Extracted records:
============

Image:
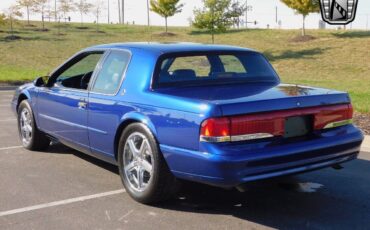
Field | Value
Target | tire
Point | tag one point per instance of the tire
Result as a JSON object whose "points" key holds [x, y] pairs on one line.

============

Written request: Restate the full listing verbatim and drop every picture.

Full solution:
Image:
Field | Value
Target | tire
Point | tag one point per instance of the tire
Result as a JSON object whose "points" key holds [x, y] pairs on one line.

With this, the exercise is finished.